Stated problem: Retype the lines of the records below word for word, starting at the line containing "task: outline the vaulted ceiling" and ending at the line containing "Provide the mask of every instance of the vaulted".
>> START
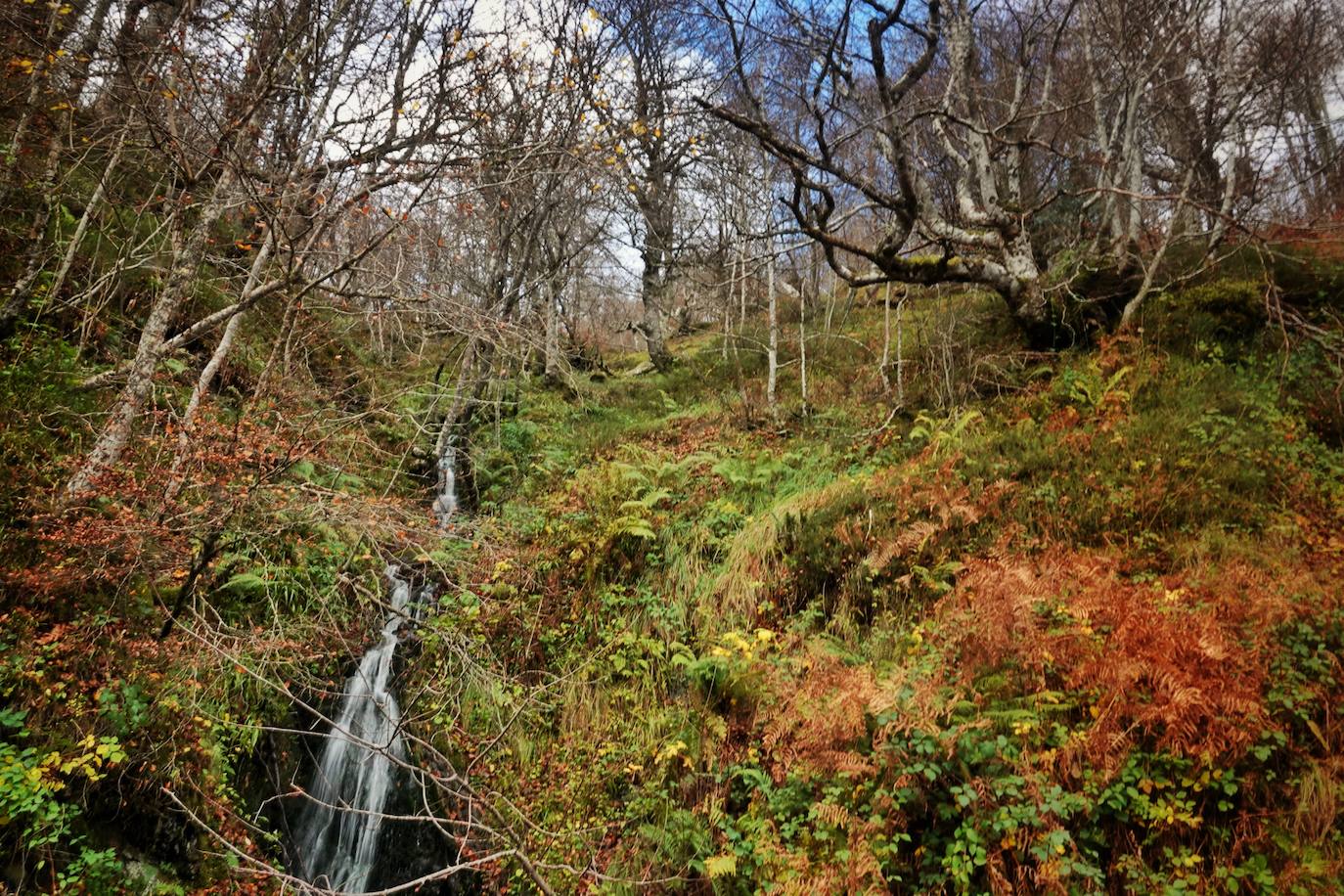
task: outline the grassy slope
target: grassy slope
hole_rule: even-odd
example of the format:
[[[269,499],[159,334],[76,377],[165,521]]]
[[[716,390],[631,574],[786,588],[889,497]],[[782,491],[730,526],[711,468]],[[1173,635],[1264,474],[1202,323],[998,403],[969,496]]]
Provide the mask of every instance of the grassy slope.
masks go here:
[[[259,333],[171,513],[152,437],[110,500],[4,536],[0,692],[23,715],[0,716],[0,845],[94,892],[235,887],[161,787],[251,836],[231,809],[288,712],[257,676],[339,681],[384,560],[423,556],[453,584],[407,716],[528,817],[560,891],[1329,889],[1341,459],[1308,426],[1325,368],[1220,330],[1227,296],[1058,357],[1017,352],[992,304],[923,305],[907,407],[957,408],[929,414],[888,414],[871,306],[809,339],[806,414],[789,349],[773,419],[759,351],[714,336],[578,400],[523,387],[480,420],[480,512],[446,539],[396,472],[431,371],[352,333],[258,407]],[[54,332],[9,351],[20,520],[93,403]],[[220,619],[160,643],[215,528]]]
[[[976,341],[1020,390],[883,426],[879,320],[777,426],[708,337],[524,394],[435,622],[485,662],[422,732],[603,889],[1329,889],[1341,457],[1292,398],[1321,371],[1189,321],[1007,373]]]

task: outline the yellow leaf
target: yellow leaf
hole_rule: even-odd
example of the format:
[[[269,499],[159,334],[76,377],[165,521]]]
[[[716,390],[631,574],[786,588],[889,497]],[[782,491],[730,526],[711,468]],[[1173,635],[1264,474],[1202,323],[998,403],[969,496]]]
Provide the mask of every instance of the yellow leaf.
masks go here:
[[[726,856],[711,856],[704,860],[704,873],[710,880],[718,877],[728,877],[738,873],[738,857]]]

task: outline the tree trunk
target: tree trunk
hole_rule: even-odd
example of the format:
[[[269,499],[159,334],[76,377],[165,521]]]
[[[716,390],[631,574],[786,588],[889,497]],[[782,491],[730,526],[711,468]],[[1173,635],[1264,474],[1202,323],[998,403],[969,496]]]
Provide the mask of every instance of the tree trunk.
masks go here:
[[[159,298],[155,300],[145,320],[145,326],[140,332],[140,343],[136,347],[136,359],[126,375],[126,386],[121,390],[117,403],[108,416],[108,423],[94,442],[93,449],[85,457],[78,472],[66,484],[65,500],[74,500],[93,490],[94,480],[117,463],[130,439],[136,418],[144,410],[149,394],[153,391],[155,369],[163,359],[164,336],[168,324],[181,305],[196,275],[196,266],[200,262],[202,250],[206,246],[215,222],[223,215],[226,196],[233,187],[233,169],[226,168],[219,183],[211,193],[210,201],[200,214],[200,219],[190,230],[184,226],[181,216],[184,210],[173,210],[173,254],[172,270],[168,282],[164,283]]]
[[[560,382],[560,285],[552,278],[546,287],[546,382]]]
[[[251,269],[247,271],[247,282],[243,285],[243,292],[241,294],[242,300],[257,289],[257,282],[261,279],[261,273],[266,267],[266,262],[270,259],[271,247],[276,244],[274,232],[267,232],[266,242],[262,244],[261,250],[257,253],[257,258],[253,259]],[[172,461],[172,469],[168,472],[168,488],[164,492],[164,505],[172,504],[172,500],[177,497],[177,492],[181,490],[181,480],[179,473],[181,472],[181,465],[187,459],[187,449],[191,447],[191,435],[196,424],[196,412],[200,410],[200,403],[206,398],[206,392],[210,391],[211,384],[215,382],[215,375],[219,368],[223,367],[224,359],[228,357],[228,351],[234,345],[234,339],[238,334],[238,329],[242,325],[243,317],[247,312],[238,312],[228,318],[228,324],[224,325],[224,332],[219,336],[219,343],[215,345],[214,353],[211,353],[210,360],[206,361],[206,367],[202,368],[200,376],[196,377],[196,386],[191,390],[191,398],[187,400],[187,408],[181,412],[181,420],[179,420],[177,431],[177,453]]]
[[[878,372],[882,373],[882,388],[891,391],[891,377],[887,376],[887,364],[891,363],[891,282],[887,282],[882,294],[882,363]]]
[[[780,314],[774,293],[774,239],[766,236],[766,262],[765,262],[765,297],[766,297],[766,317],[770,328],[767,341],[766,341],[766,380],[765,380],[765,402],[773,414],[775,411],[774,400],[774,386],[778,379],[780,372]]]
>> END
>> START
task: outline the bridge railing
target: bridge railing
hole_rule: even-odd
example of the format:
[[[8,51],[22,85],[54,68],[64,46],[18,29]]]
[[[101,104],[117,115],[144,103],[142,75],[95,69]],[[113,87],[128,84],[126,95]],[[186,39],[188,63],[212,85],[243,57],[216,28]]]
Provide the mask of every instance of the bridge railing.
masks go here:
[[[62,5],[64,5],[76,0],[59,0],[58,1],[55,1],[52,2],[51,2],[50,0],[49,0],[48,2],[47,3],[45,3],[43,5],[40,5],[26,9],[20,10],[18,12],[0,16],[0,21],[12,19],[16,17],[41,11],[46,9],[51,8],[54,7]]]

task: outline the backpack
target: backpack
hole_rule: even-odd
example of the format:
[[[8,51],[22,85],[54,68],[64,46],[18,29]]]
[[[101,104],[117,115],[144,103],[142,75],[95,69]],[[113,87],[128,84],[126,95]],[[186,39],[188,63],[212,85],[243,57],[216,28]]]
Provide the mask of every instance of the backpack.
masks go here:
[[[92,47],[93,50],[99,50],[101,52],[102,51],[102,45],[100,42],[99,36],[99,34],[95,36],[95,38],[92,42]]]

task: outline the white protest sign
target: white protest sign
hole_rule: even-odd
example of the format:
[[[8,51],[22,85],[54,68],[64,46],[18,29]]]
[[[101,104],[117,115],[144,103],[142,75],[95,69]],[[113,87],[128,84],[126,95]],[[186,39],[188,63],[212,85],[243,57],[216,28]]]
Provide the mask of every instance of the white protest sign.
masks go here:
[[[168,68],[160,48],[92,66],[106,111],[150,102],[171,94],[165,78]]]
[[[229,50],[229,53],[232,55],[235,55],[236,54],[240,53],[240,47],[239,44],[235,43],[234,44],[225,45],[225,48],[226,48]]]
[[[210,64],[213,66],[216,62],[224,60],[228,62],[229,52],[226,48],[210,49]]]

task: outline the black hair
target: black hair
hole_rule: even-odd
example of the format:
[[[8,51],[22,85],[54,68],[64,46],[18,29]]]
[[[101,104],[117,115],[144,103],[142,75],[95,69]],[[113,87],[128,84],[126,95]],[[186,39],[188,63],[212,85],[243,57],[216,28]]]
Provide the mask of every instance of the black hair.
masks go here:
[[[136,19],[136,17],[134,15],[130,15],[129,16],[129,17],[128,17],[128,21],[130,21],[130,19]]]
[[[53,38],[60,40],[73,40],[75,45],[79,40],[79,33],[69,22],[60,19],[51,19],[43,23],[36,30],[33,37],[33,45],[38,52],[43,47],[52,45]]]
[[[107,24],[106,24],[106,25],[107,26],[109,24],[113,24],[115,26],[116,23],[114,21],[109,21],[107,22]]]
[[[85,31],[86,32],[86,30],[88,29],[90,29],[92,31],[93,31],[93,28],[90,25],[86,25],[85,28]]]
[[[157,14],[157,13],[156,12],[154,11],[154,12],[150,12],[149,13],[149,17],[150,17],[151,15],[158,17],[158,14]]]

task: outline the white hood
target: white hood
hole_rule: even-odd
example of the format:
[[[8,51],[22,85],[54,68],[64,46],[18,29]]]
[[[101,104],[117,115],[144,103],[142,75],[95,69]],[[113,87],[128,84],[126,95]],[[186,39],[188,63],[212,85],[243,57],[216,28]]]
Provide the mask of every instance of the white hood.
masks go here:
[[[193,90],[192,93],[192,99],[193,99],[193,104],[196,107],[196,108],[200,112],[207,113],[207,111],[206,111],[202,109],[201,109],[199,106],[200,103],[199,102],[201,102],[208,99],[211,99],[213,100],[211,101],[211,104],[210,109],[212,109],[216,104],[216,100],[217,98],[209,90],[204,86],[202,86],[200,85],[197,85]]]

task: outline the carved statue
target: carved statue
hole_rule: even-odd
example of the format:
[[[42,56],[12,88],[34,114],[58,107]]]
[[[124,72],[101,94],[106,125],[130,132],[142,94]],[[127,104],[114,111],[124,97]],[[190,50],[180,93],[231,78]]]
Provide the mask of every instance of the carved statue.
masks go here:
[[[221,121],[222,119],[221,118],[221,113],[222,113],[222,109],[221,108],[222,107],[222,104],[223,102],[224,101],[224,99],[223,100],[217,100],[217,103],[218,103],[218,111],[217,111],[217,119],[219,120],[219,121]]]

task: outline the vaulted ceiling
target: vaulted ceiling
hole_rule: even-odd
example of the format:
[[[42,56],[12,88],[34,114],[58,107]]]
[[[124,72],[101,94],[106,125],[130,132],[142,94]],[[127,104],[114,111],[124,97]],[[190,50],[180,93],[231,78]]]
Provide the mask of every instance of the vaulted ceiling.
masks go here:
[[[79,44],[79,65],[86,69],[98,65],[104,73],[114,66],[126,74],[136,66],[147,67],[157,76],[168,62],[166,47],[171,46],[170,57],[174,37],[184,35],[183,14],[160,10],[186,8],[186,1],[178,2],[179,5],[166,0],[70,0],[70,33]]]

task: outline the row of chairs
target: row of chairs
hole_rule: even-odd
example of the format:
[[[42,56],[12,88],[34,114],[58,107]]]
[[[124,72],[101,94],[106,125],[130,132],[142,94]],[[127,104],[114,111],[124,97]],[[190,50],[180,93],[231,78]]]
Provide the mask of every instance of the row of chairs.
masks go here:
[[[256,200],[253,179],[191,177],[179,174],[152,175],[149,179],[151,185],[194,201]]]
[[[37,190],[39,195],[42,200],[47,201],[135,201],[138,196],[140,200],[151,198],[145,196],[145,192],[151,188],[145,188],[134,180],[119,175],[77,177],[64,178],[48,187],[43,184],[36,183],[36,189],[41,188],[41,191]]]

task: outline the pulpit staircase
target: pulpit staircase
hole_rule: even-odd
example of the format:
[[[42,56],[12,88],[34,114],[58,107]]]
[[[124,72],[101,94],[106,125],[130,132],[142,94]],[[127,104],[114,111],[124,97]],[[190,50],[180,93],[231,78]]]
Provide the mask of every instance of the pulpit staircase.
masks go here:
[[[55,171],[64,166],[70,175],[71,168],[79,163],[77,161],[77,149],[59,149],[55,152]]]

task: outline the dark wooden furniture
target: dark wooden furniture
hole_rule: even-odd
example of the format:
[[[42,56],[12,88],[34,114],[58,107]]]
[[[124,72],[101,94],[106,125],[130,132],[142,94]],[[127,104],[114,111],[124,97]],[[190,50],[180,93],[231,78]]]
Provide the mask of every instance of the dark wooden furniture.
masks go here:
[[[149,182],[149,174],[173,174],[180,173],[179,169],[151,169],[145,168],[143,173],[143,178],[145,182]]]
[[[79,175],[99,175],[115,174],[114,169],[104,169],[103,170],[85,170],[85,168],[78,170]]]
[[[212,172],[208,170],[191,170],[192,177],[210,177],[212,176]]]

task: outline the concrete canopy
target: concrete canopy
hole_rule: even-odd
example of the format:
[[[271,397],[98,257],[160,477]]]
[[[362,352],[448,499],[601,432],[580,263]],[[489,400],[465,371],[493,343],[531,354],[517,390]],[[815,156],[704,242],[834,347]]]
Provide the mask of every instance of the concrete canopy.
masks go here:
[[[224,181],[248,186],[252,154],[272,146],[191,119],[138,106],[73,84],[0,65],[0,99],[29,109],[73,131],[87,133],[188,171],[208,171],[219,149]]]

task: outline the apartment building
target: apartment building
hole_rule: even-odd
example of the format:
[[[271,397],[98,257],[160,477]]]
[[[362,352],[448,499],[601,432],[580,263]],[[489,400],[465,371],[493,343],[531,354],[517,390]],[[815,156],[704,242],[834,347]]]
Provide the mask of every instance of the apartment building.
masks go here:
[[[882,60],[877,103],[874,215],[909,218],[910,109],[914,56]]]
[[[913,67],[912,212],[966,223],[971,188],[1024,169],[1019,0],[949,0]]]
>> END
Output:
task: outline the vaulted ceiling
target: vaulted ceiling
hole_rule: even-odd
example of the format:
[[[42,56],[12,88],[34,114],[58,107]]]
[[[124,72],[101,94],[106,125],[130,132],[142,94]],[[127,104],[114,111],[124,97]],[[190,50],[180,93],[231,78]]]
Provide the mask of every instance of the vaulted ceiling.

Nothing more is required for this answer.